--- Start INPUT ---
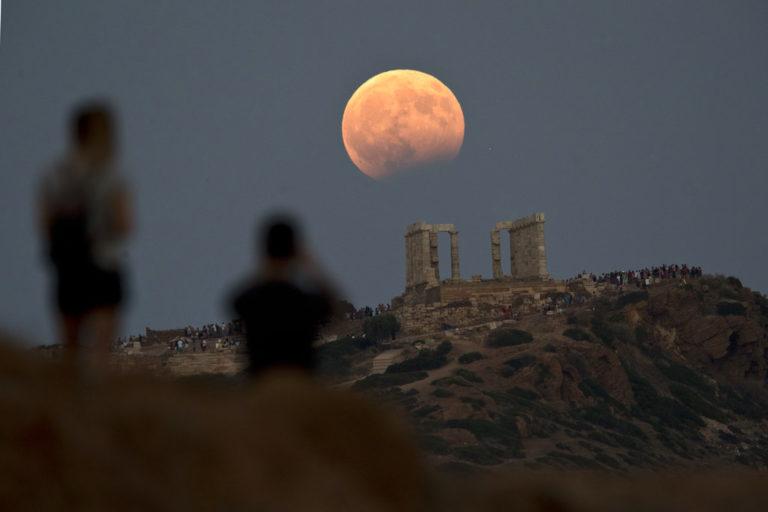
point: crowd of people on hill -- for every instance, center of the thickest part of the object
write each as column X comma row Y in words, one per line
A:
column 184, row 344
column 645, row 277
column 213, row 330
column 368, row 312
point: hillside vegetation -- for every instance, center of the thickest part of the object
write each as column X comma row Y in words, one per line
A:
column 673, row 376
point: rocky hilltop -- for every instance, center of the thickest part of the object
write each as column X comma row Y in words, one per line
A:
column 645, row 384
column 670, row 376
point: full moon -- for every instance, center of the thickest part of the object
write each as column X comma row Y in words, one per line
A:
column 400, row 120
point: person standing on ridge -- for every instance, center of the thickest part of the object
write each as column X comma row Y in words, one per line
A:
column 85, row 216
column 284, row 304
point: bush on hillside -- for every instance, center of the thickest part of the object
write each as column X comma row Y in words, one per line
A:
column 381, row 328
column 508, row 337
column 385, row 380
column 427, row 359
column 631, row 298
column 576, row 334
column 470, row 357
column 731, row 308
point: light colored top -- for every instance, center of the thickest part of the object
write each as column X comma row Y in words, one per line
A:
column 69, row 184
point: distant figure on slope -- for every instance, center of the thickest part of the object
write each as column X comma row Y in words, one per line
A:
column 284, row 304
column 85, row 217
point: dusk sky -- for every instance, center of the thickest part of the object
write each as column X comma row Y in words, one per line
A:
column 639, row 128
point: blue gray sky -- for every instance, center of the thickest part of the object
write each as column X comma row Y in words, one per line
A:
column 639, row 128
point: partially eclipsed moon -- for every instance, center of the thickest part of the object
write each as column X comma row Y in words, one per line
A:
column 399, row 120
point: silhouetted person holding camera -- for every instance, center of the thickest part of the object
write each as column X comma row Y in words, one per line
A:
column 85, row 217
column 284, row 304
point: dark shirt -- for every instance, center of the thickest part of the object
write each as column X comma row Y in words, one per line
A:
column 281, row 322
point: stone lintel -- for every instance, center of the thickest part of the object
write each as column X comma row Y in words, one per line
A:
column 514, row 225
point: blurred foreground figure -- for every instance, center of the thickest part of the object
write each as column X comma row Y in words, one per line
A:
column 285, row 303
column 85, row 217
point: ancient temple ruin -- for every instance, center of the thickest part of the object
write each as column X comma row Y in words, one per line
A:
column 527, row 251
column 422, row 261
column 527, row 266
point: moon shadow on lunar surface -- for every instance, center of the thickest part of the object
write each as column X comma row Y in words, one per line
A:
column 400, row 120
--- End INPUT ---
--- Start INPUT ---
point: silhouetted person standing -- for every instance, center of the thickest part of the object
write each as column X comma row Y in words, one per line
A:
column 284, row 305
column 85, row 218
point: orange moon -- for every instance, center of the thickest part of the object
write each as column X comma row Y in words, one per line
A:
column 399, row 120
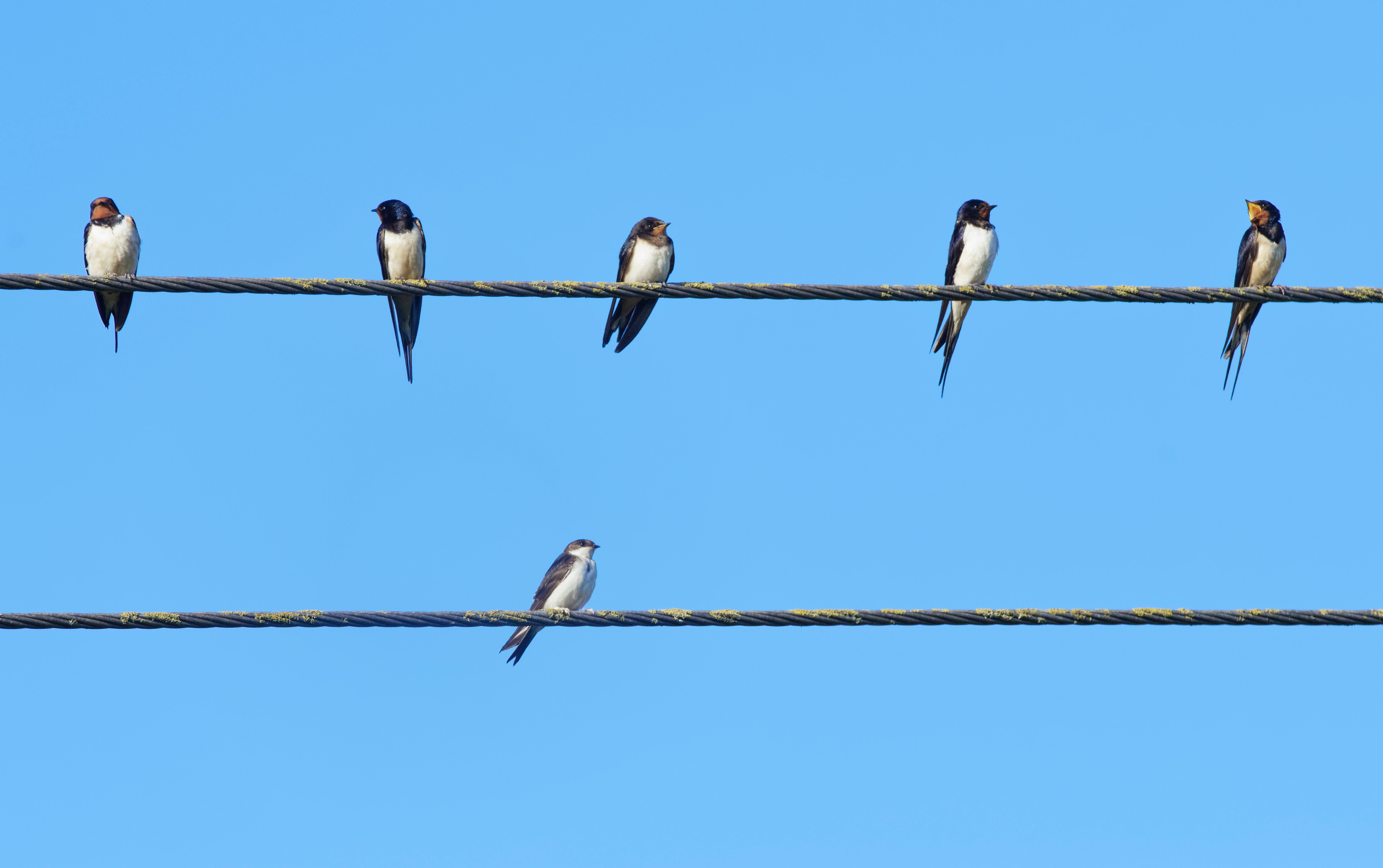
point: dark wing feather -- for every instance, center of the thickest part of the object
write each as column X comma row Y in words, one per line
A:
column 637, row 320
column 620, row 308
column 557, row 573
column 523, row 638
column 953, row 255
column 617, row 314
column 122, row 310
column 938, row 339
--- End INPUT ---
Return each line of the records that contains the string "person". Case matters.

**FINISHED ANSWER**
point: person standing on ridge -- for every instance, center of the thickest part of the object
point: silhouetted person holding camera -- for every instance, center of the thickest part of the object
point: silhouetted person standing -- for every instance, center of the thickest part of the object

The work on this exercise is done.